======== Texte support ========

Denis Cristol : « Les territoires apprenants accélèrent l'innovation publique »

Le 9 août 2021

Ancien directeur de l’ingénierie et des dispositifs de formation au Centre national de la fonction publique territoriale (CNFPT), Denis Cristol est directeur innovation et pédagogie de l’Association progrès du management. Dans Les territoires apprenants. Usages et imaginaires pour apprendre ensemble (Territorial Éditions, Collection Dossiers d'expert, 172 Pages, 2021), il explore le potentiel des territoires apprenants et l’innovation publique collaborative.

Votre ouvrage est une enquête de terrain sur les formes nouvelles de l’apprentissage dans les territoires. En quoi peut-il être utile à l’innovation publique ?

Ce que j’ai voulu démontrer, c’est qu’il existe aujourd’hui une multiplicité d’acteurs et d’espaces d’innovation dans les territoires qui ne demandent qu’à être accompagnés. Cet ouvrage a pour vocation de stimuler les imaginations pour coopérer et apprendre ensemble de façon formelle ou informelle. C’est une démarche essentielle pour favoriser l’innovation publique. Celle-ci est aujourd’hui visible dans de nouveaux espaces, une philosophie et des méthodes, des outils, des réseaux de labs et encore des évènements. Elle produit des apprentissages sociétaux. En quelques années, le champ de l’innovation publique s’est ouvert grâce à l’impulsion de l’État (mission de modernisations), d’associations ou entreprises de prospective (Fing, Futuribles, Bluenove, etc.), des cabinets de design de politique publique (La 27Région, Vraiment Vraiment, Grrr, etc.), des civic techs, des collectifs citoyens (P2P, Engage, Mavoix, La Paillasse, Les 100 barbares, etc.) ou encore de courants philosophiques (Open democracy, etc.). Des outils et des formations (boîtes à outils de la DITP, guides du CNFPT, MOOC sur l’innovation publique territoriale, etc.) se sont multipliés pour libérer les imaginations sur les territoires.

Des réseaux (réseau étoile, e-communauté de l’innovation du CNFPT, etc.), des labs (plus de 70 en France) et des évènements sur l’innovation publique ont contribué à faire de la France la championne mondiale de l’innovation publique.

======== Jeu de données ========

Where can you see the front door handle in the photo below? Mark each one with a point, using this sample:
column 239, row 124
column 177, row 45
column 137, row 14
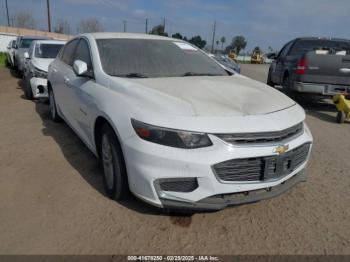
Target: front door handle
column 66, row 80
column 344, row 70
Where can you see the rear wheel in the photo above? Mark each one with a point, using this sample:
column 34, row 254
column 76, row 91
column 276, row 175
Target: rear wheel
column 53, row 109
column 113, row 165
column 341, row 117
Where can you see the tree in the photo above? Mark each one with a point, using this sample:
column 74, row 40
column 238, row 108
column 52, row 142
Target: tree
column 90, row 25
column 222, row 40
column 158, row 30
column 198, row 41
column 177, row 36
column 238, row 43
column 25, row 20
column 62, row 27
column 257, row 49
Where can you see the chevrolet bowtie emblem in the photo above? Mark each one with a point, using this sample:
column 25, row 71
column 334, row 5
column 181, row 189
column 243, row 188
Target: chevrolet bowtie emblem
column 281, row 149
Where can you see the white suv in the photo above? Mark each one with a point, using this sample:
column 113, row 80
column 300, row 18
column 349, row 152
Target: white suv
column 36, row 63
column 170, row 124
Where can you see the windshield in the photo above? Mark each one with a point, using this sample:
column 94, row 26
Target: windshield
column 25, row 43
column 47, row 50
column 304, row 46
column 154, row 58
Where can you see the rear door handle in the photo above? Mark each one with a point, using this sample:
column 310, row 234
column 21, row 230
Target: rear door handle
column 344, row 70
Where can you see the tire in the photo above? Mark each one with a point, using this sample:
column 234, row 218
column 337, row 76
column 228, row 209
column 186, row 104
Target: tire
column 27, row 89
column 53, row 108
column 113, row 165
column 341, row 116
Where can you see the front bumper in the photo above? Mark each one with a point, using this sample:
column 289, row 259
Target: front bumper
column 148, row 162
column 321, row 89
column 39, row 87
column 222, row 201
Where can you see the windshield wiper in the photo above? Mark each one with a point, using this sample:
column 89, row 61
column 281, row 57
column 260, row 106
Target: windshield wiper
column 133, row 75
column 199, row 74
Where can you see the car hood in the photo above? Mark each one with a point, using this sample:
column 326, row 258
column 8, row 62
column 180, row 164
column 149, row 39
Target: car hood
column 42, row 63
column 211, row 96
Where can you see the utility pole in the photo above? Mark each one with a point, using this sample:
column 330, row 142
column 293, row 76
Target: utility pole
column 124, row 21
column 7, row 12
column 212, row 43
column 48, row 15
column 146, row 25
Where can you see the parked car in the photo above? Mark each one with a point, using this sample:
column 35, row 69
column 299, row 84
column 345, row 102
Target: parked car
column 22, row 46
column 312, row 65
column 227, row 62
column 269, row 57
column 10, row 52
column 40, row 54
column 174, row 127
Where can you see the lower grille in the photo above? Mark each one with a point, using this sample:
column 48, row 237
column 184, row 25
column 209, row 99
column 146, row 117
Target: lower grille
column 262, row 168
column 179, row 185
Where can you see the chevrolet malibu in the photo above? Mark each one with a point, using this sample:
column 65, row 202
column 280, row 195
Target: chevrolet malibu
column 172, row 126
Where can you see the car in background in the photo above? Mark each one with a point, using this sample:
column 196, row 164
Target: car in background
column 313, row 65
column 269, row 58
column 40, row 54
column 10, row 52
column 22, row 46
column 173, row 126
column 227, row 62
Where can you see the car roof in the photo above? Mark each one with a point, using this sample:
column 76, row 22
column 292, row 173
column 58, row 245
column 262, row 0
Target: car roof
column 34, row 37
column 53, row 42
column 111, row 35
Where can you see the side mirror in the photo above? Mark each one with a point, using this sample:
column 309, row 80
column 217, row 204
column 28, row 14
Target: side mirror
column 80, row 68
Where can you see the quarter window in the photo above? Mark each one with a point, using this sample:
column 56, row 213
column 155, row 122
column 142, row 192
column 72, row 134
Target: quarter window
column 68, row 52
column 83, row 53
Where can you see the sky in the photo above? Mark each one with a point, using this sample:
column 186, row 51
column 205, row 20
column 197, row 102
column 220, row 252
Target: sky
column 264, row 23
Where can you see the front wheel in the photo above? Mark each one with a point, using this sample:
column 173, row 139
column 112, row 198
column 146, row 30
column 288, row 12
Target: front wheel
column 113, row 165
column 27, row 88
column 53, row 109
column 341, row 117
column 269, row 80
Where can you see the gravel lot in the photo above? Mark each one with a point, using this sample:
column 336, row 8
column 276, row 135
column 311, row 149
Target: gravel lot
column 52, row 200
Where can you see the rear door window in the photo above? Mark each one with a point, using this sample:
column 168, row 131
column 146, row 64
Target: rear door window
column 303, row 46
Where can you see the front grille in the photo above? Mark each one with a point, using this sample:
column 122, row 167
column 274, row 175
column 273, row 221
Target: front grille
column 179, row 185
column 262, row 168
column 264, row 137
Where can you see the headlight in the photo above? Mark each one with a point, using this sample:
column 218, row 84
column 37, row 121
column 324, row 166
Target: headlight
column 39, row 73
column 171, row 137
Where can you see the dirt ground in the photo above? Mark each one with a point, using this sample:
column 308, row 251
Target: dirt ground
column 52, row 200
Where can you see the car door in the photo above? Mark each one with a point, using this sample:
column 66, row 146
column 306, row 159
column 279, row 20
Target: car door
column 80, row 87
column 278, row 65
column 62, row 73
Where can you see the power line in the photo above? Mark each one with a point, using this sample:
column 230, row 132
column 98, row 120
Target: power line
column 7, row 12
column 146, row 25
column 48, row 15
column 212, row 43
column 124, row 21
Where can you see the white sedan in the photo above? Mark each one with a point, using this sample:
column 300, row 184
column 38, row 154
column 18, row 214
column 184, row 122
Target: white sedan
column 172, row 126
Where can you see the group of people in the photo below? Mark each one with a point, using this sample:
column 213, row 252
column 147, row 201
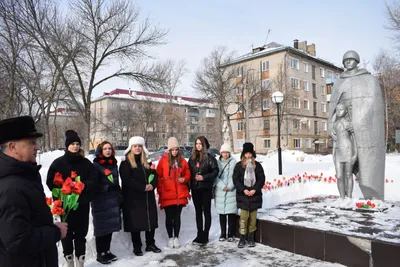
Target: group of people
column 28, row 234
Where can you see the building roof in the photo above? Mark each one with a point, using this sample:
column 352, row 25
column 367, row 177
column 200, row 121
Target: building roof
column 273, row 48
column 156, row 97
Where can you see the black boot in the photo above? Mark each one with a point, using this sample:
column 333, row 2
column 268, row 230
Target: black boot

========

Questions.
1) Traduisez en anglais cette phrase de l'entretien avec Denis Cristol : « Cet ouvrage a pour vocation de stimuler les imaginations pour coopérer et apprendre ensemble de façon formelle ou informelle. »
2) D'après l'entretien avec Denis Cristol, combien de labs d'innovation publique la France compte-t-elle ?
3) Rédigez la suite de l'entretien avec Denis Cristol sur les territoires apprenants, après sa dernière phrase.
Le matériel ne joue aucun rôle dans ce travail.

Réponses ordonnées.
1) This book aims to stimulate imaginations so as to cooperate and learn together, formally or informally.

2) Plus de 70.

3)
Quelles sont les régions, les villes et les territoires qui ont adopté une posture d’organisation publique apprenante ?

Le conseil régional d’Île-de-France, en quittant le centre de Paris, pour investir un nouvel espace de 31 000 m² à Saint-Ouen, s’est transformé en organisation apprenante à partir de ses nouveaux espaces de travail (open space, flex office, télétravail avant le covid-19, etc.). Parmi les villes apprenantes, je cite dans mon livre Bruxelles, capitale des fab cities, et Strasbourg, qui réunit chaque année les entretiens territoriaux organisés par l’institut national des études territoriales (INET). La ville dispose aussi de ses labs et espaces de créativité. Parmi les territoires apprenants, il y aussi la dynamique de riposte créative territoriale : des équipes d’innovateurs ont pu accélérer des processus d’apprentissage, dans des logiques d’archipels, de rhizomes, d’essaimage pour relier toutes les initiatives.

Le territoire apprenant dépasse souvent le territoire géographique grâce au numérique.

Les territoires apprenants

Votre ouvrage fait aussi la part belle aux apprentissages informels, en liberté, à l’abri des institutions, souvent propices à la créativité et à l’innovation, etc.

Depuis les années 1950, 70 % de ce que fait un adulte vient des apprentissages informels, sociaux et numériques, en complément de l’apprentissage organisé, celui de l’école ou celui qui est piloté par les directions formation et ressources humaines.

L’apprentissage informel est souvent un apprentissage en réseau, à travers un collectif et sous la forme d’une ingénierie collaborative qui fait la part belle à la débrouille.

Il s’agit de trouver de nouvelles ressources pas nous-même, de faire communauté nécessitant des compétences d’empathie et de mutualisation. Le numérique favorise ce type d’apprentissage et la crise sanitaire l’a accéléré.